Data records
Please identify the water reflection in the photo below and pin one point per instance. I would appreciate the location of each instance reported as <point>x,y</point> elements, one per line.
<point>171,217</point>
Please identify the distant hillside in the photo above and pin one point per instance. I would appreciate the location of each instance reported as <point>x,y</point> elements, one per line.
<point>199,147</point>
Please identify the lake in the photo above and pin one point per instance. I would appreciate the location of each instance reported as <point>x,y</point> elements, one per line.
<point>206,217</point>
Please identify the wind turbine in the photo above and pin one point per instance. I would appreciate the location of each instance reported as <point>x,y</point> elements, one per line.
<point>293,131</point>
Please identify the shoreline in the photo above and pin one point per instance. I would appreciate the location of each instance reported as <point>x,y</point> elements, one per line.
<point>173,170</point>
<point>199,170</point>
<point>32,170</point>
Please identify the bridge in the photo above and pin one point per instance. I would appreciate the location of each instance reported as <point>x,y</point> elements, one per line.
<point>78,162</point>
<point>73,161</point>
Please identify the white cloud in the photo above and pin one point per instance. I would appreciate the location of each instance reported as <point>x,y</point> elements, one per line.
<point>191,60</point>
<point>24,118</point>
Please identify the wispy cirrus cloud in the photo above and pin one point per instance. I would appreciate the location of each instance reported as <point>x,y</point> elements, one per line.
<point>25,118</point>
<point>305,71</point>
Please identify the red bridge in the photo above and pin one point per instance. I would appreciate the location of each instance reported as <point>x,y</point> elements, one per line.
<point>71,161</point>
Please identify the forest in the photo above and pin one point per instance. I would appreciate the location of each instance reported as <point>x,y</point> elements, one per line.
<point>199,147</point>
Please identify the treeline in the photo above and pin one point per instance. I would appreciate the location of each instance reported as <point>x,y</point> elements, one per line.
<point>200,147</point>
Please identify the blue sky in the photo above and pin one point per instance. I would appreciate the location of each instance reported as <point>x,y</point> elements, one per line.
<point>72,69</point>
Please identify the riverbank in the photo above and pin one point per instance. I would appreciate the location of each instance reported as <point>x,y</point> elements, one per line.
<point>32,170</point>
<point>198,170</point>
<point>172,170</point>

Direction
Rewrite the data above, substituting "place one point" for every "pin one point" and leaving everything else unchanged.

Task response
Please identify the water reflection in the photo below and place one point per instance. I would appreciate the location of each instance reported as <point>x,y</point> elements, one per line.
<point>171,217</point>
Please identify the distant hillside in the photo above and place one point per instance. I would appreciate the location of each instance reported as <point>x,y</point> elements, one per line.
<point>199,147</point>
Please identify the lake in the photo above and place one point per instance. I would appreciate the location of each instance reported as <point>x,y</point> elements, one per line.
<point>206,217</point>
Please identify the wind turbine in the photo above and place one point per instance. I would appreciate the location of each instance reported as <point>x,y</point> elements, one per line.
<point>293,131</point>
Please identify the shoreline in the photo above and place one point per instance. I would appreciate the location of each instance reported as <point>x,y</point> elements, one per line.
<point>173,170</point>
<point>199,170</point>
<point>32,170</point>
Please identify the bridge in the photo above and place one point per instance. I would appreciate the location of each instance reported as <point>x,y</point> elements, one per line.
<point>78,162</point>
<point>73,161</point>
Please identify the white cloud in the photo above and place one point per instance. I would appreciate the location of each instance reported as <point>x,y</point> elements, one per line.
<point>191,60</point>
<point>24,118</point>
Please identify the wispy cirrus cloud in the photo above and place one point per instance. I would appreciate the location of each instance reported as <point>x,y</point> elements, one per line.
<point>25,118</point>
<point>305,71</point>
Please identify the red bridge in the photo above and place one point per instance. I would appreciate the location of each instance reported as <point>x,y</point> elements, one per line.
<point>71,161</point>
Please identify the forest in the photo above and place one point per instance. I would appreciate the location of each instance reported as <point>x,y</point> elements, one per line.
<point>199,147</point>
Please identify the treeline in the photo above and place one point per instance. I would appreciate the location of each instance reported as <point>x,y</point> elements, one per line.
<point>200,147</point>
Please identify the blue sky in the photo above and place one point per instance. I would appreciate the location of each instance reported as <point>x,y</point> elements, one per line.
<point>72,69</point>
Please identify the riverbank in the photo above and place one point per instance. I would appreciate the location of each instance reported as <point>x,y</point> elements, one per line.
<point>32,170</point>
<point>198,170</point>
<point>172,170</point>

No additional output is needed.